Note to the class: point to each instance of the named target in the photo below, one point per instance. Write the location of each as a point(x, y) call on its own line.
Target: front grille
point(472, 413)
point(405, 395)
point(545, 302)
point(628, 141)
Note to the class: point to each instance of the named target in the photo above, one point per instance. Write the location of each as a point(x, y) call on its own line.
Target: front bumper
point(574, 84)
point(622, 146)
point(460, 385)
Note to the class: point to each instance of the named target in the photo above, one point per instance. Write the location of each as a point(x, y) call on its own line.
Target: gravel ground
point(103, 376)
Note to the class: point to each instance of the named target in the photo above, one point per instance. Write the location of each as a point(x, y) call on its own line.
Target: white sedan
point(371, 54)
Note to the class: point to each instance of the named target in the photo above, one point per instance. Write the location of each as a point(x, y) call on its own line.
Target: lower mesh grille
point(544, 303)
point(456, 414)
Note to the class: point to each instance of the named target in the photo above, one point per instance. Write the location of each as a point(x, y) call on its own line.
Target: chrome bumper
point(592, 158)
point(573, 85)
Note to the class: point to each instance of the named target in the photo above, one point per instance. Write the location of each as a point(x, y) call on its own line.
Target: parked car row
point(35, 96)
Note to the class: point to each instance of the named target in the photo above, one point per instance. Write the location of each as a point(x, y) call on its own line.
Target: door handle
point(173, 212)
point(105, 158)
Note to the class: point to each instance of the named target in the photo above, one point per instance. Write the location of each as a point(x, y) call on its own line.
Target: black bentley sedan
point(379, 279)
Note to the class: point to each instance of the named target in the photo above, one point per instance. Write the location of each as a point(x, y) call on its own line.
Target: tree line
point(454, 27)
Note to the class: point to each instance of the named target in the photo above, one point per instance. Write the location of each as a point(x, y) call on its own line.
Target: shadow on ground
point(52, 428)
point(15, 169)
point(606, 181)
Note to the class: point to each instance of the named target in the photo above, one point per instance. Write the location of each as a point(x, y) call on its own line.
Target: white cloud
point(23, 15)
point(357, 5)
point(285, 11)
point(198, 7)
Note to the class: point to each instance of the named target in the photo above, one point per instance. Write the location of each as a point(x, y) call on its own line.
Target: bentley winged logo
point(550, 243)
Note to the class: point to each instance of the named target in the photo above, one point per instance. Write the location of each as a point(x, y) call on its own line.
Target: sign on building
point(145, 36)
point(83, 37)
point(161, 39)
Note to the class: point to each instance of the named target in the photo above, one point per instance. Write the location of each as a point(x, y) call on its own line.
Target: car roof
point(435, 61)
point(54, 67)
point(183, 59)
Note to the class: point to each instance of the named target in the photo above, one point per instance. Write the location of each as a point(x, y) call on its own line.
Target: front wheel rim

§ **WHAT TO WORK ON**
The entries above need to be repeated in full, exactly as written.

§ **EXPECTED ANSWER**
Note to the class: point to each instance of the named target in the photo below, one point per instance. Write the location of each as a point(x, y) call on its own line.
Target: front grille
point(472, 413)
point(405, 395)
point(545, 302)
point(628, 141)
Note to the class: point to each instance of the named target in the photo above, one point per instance. Write the location of each as a point(x, y) call on its own line.
Target: front bumper
point(574, 84)
point(622, 146)
point(460, 385)
Note to the class: point to each instance of the named target in the photo above, one point per instance. Write the location of each as a point(x, y) call on its own line.
Target: gravel ground
point(103, 376)
Note to the class: point to each instance of the named target in the photo above, one point per instance. Write the location of each as a point(x, y) call on its own line.
Target: white sedan
point(371, 54)
Note to the class: point to each instance of the named target in the photo above, one point per instance. Write the location of each as a point(x, y) call on its own line.
Target: lower mesh grille
point(544, 303)
point(456, 414)
Note to the class: point to each instance of the named target in the photo above, one point per instance. Write the location of each as a point(x, y) call on its own line.
Target: chrome bumper
point(592, 158)
point(573, 85)
Note to the class: point to each instance of the named target in the photo above, one point per instance. Write the location of each as a point(x, y) call on its own line.
Target: parked car row
point(35, 96)
Note to the class: point to each instance of the named target in the photo above, one point per instance. Write the location of each as a point(x, y) call on its own line.
Target: door handle
point(173, 212)
point(105, 158)
Note to the class: point to each instance of the named target in the photo above, one point per instance. Write the location of each as a point(x, y) call on its own line.
Target: black bentley sedan
point(379, 279)
Note to the class: point to each instance of the named target in the photo above, one point per instance. Write the location of each as a point(x, y) call on its own line.
Target: tree line
point(454, 27)
Note to the class: point to each instance of the named target in the photo above, one point per instance. Write the location of each as a point(x, y) call on its own line.
Target: shadow on ground
point(52, 428)
point(15, 169)
point(606, 181)
Note to the class: point to each instance of the named target in the photo above, one point per instance. Write the location of each as a point(x, y) call on its own line.
Target: white cloud
point(23, 15)
point(357, 5)
point(285, 11)
point(198, 7)
Note to the class: point to each instance of the named target in the photo above, one point per instance. Write the location of each as a point(x, y) call on its own line.
Target: bentley winged logo
point(550, 243)
Note to the class: point to each instance of the named target in the photo above, one point per instance. Write the location of each as a point(x, y) call on its own line.
Target: sign on building
point(145, 36)
point(83, 37)
point(161, 39)
Note to the class: point to each instance of the named target in the photo above, one point per instance. Write the location of each as a point(x, y) call on its own line.
Target: car roof
point(435, 61)
point(54, 67)
point(183, 59)
Note to the class: point to each instance of the named target in the photo above, one point per instance. Write the location of each as a point(x, y) call on its own line.
Target: front wheel rim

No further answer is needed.